SUPPLIED DATA =
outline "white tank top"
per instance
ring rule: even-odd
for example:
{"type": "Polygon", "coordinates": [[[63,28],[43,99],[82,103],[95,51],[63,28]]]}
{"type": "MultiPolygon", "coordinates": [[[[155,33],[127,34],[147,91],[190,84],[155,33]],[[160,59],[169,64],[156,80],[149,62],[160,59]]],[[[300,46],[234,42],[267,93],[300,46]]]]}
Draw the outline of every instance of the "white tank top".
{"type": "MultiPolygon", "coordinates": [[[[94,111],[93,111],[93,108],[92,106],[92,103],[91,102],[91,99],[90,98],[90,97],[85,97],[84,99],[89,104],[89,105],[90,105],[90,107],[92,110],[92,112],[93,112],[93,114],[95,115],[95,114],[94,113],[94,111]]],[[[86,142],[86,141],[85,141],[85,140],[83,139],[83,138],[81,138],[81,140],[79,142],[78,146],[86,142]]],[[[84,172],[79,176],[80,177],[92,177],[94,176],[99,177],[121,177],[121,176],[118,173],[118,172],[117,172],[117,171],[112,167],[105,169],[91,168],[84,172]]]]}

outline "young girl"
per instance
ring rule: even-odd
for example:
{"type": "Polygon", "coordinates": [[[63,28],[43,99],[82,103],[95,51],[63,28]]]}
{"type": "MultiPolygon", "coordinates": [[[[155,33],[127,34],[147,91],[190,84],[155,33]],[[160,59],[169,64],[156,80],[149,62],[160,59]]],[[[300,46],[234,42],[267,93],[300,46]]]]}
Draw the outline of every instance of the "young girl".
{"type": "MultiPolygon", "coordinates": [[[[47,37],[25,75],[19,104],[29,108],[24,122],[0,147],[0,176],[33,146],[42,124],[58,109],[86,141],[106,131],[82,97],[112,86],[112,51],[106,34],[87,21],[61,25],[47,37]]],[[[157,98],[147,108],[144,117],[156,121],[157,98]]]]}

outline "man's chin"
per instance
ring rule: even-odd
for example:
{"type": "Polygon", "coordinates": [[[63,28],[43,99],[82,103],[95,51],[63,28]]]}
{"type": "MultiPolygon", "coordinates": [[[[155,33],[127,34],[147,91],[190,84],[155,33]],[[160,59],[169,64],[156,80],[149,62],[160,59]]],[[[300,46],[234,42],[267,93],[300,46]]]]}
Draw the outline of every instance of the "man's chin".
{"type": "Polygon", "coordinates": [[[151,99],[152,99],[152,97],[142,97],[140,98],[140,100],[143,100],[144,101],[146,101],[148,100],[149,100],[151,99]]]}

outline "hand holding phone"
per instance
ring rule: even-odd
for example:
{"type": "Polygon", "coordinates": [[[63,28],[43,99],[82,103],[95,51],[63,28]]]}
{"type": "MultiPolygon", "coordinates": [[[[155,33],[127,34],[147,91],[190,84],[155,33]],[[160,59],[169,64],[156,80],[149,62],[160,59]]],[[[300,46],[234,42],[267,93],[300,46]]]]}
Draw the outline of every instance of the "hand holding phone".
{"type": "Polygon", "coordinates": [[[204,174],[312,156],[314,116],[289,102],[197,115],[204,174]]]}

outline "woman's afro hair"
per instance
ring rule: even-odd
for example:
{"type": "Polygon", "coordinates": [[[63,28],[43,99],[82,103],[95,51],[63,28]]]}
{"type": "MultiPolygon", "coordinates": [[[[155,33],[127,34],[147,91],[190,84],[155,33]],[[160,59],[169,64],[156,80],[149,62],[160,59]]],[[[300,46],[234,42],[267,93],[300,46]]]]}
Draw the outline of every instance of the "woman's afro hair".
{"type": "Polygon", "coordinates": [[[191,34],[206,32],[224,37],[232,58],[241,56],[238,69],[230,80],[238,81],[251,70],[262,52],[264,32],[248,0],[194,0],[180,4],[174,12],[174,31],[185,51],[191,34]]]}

GIVEN INSTRUCTION = Please count the lines in the records above that contain the string "white", matching case exactly, and reply with only the number.

RESULT OF THE EXERCISE = 2